» **AIM**
Can you copy the lines from the one that contains "Category: blurred green background" through the end of the material below, exactly and with nothing else?

════

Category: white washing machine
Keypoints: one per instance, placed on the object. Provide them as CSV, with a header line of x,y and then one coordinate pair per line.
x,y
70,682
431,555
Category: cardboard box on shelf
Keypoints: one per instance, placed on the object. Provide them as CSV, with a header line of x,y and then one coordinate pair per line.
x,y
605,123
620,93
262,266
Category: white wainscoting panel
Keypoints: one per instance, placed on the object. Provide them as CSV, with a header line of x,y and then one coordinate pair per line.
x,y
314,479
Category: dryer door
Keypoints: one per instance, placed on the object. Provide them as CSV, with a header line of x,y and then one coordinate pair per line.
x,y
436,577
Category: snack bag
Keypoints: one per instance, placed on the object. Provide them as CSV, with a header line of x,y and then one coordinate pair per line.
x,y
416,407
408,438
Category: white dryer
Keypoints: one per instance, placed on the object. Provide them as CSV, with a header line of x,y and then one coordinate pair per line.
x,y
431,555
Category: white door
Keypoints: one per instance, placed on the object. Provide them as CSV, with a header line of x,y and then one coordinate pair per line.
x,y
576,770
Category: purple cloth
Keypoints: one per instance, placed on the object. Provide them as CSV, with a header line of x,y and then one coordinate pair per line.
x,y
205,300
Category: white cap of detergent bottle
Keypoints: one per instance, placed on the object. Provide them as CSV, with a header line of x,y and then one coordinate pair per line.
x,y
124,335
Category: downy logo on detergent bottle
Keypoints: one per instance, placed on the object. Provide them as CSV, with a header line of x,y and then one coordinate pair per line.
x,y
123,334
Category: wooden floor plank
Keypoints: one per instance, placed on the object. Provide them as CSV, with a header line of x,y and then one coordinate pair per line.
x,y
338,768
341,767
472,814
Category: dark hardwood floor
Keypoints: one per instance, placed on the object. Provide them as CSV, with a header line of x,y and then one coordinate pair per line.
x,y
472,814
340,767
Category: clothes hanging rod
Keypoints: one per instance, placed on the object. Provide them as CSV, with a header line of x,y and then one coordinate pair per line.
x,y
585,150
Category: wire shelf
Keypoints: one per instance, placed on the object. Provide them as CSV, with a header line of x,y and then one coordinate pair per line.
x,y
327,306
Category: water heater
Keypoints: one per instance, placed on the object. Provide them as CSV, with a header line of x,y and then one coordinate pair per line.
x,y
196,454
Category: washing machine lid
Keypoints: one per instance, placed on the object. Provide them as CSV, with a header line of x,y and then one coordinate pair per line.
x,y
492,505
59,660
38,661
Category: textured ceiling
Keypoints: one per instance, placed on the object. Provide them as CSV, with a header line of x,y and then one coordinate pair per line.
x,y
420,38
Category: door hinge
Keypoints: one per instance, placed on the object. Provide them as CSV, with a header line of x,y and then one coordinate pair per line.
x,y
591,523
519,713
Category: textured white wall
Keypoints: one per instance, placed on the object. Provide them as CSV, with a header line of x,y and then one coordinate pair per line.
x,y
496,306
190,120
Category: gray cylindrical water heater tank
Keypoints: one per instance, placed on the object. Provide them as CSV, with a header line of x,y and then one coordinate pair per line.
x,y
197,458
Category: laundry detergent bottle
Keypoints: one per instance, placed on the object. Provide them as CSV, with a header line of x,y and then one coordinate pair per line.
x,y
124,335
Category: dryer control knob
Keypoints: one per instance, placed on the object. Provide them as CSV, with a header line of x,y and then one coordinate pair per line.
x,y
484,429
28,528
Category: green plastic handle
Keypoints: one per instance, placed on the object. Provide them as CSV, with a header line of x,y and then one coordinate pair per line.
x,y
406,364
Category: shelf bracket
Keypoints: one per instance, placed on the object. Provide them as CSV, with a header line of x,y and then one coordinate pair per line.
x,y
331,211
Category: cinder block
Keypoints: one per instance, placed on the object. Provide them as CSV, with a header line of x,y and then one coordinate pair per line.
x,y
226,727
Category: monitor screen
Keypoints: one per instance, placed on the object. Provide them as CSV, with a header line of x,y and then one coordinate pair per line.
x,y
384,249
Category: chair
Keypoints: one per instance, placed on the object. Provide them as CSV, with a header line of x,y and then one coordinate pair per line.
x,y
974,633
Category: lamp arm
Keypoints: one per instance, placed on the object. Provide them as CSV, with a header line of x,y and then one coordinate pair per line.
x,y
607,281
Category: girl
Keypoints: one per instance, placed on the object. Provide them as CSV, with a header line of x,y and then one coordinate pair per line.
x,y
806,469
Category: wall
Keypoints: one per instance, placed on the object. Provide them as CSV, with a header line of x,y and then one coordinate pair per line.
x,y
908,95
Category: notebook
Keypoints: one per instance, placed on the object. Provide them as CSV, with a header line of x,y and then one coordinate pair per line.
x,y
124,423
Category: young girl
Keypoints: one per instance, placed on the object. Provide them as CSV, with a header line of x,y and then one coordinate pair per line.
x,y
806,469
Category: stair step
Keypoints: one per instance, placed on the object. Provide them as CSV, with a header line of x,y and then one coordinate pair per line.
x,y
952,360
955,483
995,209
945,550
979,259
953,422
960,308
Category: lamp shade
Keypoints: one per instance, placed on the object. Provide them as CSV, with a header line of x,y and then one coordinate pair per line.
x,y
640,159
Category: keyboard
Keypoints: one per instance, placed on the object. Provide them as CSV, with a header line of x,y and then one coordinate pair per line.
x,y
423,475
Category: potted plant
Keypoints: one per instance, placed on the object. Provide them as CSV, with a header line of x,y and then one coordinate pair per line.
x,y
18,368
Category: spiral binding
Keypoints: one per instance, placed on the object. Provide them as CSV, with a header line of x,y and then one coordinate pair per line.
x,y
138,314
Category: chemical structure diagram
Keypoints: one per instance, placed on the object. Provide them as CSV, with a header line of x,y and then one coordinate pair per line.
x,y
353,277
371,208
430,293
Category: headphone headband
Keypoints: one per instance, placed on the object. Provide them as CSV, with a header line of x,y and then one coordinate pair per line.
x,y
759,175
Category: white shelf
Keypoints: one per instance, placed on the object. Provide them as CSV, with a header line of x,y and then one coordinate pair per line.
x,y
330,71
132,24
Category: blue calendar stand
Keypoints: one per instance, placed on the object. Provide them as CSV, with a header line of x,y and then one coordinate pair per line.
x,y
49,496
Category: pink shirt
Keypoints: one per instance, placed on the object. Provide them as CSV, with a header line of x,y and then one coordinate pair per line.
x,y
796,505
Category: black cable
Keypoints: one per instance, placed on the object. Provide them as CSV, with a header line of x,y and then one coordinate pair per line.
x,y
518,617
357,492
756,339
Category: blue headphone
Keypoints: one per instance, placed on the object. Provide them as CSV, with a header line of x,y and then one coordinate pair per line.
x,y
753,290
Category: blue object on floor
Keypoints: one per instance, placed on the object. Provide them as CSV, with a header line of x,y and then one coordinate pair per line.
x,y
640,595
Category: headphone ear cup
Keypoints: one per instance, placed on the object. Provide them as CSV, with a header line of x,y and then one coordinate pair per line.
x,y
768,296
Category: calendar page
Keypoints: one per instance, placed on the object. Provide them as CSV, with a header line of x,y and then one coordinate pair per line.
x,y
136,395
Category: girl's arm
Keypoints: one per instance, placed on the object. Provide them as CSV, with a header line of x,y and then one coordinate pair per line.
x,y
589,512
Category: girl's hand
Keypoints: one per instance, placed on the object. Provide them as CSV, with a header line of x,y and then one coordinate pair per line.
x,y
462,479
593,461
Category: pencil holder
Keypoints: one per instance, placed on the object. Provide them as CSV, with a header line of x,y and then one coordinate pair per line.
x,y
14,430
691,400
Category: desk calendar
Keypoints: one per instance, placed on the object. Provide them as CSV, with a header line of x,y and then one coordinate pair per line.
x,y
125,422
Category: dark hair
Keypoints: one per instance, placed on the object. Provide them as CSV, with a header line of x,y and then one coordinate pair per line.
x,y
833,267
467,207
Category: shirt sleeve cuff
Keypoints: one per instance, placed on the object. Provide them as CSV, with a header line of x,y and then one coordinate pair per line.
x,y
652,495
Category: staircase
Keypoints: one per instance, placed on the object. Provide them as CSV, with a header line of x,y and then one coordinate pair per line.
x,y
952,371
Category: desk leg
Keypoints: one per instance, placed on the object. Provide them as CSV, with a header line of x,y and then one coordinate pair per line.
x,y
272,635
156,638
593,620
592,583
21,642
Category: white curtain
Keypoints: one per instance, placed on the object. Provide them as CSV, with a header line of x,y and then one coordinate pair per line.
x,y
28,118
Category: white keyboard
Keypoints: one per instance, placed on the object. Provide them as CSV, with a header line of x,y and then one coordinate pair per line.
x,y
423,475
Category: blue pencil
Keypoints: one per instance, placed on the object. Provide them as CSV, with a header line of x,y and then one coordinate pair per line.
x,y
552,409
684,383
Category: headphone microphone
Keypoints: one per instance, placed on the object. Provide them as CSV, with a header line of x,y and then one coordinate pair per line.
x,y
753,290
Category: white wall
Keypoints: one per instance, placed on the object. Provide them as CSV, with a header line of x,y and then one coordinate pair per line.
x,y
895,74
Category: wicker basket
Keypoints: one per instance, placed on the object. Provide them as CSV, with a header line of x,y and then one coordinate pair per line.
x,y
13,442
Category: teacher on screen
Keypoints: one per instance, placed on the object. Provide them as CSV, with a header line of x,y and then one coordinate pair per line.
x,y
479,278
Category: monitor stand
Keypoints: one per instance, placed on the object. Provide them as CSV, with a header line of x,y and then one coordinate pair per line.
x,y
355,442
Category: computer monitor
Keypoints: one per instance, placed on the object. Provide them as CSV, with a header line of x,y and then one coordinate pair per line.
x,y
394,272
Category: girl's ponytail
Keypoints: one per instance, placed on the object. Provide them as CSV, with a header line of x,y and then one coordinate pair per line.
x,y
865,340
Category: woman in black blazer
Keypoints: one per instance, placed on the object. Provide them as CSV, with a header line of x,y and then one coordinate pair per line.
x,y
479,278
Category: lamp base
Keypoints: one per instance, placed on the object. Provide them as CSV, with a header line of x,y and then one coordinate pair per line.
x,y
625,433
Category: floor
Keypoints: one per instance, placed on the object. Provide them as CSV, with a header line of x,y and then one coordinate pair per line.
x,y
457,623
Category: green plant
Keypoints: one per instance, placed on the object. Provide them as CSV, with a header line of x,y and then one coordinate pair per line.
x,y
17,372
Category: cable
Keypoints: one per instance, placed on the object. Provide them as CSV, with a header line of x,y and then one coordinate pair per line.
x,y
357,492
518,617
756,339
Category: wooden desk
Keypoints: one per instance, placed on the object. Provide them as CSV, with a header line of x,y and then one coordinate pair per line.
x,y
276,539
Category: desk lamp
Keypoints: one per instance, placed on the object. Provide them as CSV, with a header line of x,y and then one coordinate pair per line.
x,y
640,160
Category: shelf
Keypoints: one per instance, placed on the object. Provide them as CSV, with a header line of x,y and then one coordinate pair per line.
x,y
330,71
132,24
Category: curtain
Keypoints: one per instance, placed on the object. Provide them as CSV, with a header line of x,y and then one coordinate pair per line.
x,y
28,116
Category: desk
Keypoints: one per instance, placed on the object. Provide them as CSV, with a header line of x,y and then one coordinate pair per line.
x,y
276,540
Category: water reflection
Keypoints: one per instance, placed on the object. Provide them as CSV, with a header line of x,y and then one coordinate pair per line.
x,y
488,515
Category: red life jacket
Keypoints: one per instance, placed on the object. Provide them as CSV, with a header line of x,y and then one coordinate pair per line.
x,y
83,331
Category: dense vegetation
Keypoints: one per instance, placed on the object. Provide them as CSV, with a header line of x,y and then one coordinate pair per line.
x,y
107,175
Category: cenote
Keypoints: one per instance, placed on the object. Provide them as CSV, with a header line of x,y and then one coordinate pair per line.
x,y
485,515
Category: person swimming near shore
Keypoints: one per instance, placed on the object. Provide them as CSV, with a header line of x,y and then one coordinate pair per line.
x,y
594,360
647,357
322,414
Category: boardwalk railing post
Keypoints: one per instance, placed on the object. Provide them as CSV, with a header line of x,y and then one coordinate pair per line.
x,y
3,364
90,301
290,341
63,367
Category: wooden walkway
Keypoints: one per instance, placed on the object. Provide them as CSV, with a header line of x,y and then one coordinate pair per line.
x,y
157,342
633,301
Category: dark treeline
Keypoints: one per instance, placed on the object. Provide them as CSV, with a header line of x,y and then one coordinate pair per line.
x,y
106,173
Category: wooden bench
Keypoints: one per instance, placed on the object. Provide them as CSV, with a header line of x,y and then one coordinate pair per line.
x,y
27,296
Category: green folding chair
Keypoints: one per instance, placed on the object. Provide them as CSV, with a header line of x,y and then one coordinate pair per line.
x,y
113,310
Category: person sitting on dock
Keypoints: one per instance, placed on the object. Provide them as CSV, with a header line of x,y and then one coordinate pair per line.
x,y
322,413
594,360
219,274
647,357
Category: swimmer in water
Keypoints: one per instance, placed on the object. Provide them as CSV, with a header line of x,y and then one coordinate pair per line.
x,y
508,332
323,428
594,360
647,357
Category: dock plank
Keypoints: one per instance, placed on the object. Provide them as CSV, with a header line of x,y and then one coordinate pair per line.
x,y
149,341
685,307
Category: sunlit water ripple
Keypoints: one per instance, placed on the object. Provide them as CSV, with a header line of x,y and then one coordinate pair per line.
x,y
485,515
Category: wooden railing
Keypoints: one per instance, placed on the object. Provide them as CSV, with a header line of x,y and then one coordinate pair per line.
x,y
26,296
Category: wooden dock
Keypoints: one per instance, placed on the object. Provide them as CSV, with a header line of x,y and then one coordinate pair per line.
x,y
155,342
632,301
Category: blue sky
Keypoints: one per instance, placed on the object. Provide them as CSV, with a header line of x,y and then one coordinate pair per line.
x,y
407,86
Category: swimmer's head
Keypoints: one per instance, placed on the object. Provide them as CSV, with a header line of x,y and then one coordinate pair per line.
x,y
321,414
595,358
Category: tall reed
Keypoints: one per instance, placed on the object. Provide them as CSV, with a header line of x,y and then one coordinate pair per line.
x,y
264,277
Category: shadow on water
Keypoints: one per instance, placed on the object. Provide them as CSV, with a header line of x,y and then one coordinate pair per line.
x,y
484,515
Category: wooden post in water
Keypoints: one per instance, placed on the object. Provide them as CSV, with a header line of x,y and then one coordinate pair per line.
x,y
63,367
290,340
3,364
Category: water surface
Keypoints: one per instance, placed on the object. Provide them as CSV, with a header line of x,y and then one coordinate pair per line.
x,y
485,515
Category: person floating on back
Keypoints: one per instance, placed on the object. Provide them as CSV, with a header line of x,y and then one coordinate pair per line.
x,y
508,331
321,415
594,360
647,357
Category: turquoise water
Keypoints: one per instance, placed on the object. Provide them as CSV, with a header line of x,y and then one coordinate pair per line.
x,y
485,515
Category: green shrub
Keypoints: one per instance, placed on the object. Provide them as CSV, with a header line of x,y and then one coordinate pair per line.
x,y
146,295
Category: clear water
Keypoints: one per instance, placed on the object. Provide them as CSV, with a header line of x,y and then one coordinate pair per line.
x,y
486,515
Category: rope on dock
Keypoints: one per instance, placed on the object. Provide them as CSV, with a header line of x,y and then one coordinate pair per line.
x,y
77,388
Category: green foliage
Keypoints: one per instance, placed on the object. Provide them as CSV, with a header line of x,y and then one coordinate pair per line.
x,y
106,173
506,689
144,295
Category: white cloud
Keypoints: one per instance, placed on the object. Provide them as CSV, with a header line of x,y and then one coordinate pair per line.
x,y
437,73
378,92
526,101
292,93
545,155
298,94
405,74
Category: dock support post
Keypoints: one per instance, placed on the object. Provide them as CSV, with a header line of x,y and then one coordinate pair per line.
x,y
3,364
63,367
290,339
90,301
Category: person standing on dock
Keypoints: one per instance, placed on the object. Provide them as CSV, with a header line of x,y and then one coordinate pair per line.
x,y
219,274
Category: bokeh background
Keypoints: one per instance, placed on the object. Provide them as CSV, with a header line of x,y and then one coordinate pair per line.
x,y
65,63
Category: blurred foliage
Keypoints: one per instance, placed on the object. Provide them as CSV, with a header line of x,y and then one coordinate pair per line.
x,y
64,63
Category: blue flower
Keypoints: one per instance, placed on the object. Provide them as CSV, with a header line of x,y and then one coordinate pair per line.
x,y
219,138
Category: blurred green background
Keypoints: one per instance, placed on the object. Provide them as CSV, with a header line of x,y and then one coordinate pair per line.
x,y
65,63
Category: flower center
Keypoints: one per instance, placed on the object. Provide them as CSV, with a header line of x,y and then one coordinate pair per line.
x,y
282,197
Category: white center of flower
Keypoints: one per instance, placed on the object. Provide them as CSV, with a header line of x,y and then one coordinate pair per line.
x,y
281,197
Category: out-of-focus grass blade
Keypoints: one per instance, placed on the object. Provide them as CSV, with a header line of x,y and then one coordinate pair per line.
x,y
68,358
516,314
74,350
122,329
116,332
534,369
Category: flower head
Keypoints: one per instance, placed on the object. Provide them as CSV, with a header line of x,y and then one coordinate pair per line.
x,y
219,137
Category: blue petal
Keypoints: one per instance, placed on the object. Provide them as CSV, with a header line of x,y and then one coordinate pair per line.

════

» **ANSWER TO THE PROBLEM**
Category: blurred green background
Keypoints: one per instance, placed on the object. Provide them as CSV, with a header line of x,y and then one coordinate pair per line.
x,y
65,63
Category: flower center
Keypoints: one per instance, placed on the object. Provide them as CSV, with a header line of x,y and then one coordinate pair per line.
x,y
282,197
Category: white center of flower
Keypoints: one per instance, placed on the object. Provide them as CSV, with a header line of x,y and then one coordinate pair per line.
x,y
281,197
Category: out-of-focus grass blade
Keypoints: one per instance, placed on the object. Provide them as CSV, with a header line of x,y and then one coordinate pair per line.
x,y
68,358
516,314
74,350
122,329
116,332
534,369
Category: flower head
Keypoints: one per instance, placed on the object. Provide them as CSV, with a header line of x,y and then one coordinate pair per line.
x,y
219,137
Category: blue petal
Keypoints: one per instance, placed on the object. Provide them as CSV, with a header line of x,y and then one coordinate pair per line.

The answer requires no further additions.